◆ **Given problem**
Convert all the rows below into a two-column CSV with the headers "request" and "points", with one line per row. Put the row's text and its answer each in a single quoted field with line breaks replaced by spaces, and leave out the pictures.

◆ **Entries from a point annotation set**
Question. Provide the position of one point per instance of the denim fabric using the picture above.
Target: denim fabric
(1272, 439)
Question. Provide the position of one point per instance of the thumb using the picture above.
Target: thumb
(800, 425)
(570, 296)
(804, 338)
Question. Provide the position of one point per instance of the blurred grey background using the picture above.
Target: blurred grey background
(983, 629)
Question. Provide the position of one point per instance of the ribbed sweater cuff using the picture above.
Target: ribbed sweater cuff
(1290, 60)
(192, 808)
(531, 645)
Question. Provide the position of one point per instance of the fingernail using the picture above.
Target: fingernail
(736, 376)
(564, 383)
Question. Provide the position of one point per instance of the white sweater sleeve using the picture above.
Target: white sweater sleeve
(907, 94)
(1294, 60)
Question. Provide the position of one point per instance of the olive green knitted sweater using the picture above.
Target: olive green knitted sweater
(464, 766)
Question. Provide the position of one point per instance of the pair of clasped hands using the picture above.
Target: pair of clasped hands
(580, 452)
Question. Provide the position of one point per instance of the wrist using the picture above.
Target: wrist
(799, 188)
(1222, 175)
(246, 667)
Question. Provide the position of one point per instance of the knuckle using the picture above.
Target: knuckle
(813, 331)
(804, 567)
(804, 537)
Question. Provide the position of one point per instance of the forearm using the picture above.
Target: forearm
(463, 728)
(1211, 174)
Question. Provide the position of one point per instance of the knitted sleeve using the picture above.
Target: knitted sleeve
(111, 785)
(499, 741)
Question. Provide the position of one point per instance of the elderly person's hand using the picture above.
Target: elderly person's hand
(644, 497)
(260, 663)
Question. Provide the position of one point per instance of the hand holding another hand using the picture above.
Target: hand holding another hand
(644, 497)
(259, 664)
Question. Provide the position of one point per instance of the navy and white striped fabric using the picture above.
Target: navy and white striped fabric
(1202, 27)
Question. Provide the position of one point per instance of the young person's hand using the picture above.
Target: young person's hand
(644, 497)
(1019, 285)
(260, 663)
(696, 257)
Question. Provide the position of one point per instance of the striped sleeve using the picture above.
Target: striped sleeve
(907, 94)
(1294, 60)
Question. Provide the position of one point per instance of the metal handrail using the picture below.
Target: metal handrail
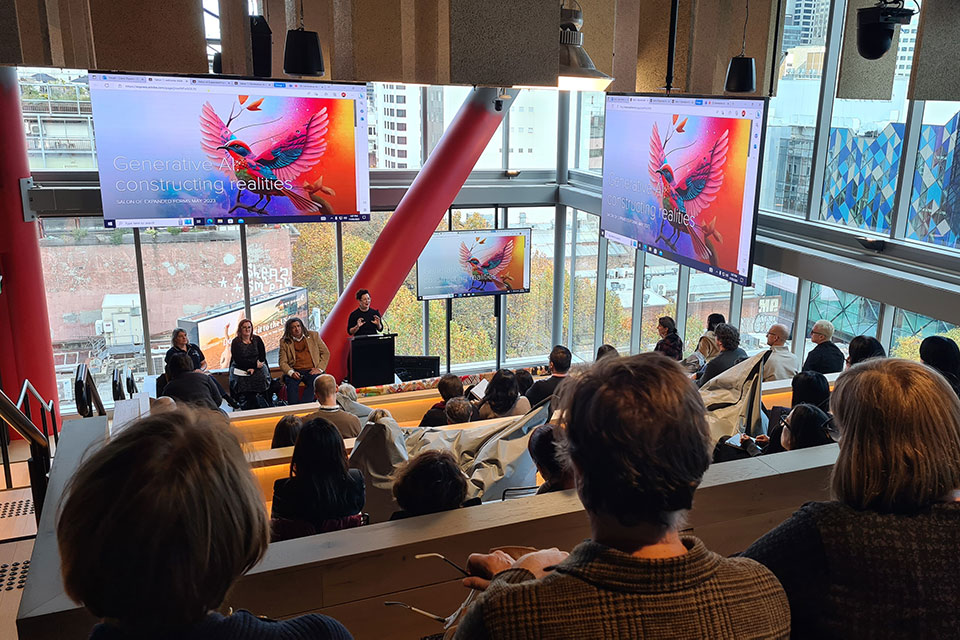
(86, 395)
(39, 462)
(23, 404)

◆ **Completed task**
request,points
"Question. Provide the position of one point per instance of the denim fabric using the picture above. Target: denim fabric","(1272, 439)"
"Question. Provide the position of one point per instance of the thumb using the picture above. Target: thumb","(800, 425) (570, 296) (804, 338)"
"Question. Provide the position of one point per instance of the blurred grey background using the picture above. Target: blurred grey background","(983, 629)"
"Question. Provide the position of one point per instance of the ribbed sweater cuff using the picture above. Target: ribbed sweater cuff","(1290, 60) (192, 808) (531, 645)"
"Question. Provide the position of one point per instance of the fingernail using the picture above. Target: fingernail","(736, 376) (564, 383)"
"Question. Provide the position of one point per instance of the white sweater sleeve using the picture above. Target: white sweater sleeve","(907, 94) (1294, 60)"
"Question. Provide the position of one point per instance of the olive green knitted sweater using the picture above. Target: olive green knitted sweater","(464, 766)"
"Question. Provide the position of one point per instance of the pair of clasped hands using the picture above. Target: pair of clasped hands","(580, 452)"
"Question. Provide the position of one point per instance of the wrist using the picture above. Target: wrist","(799, 188) (1222, 175) (246, 667)"
"Question. Provide the position of one point per instance of the knuckle using the picture above. Target: knuckle","(813, 331) (804, 567) (804, 537)"
"Question. Provide the position of one point per instance of the forearm using the picture above. Target: forearm","(463, 728) (1211, 174)"
"Question. Provide the position of one point per instance of the knitted sleeve using the picture above. Target: knitted sleeve","(111, 785) (499, 741)"
"Question. Provide the position of one point per instance of the elderly person's hand using the picture above. Target: elderly person's hand","(644, 497) (260, 663)"
"Question. Provide the position of one point per instance of the hand holding another hand using the picture above. Target: hand holding another hand","(644, 497) (259, 664)"
"Question. Provide the position of one point per instance of the navy and white striped fabric using the picture above. Target: navy and white striped fabric","(1202, 27)"
"Question. Provide the position of one point per instance of the young person's hand using the picture above. Target: young person's hand","(644, 497) (1019, 285) (260, 663) (696, 257)"
"Question. Provide the position of one point per instance of the striped sleeve using the picture above. Target: striped sleeve","(907, 94) (1294, 60)"
"Question. Provide the position of one point per instance of the metal handrail using the picture below. Target: metal handrail","(86, 395) (39, 462) (23, 404)"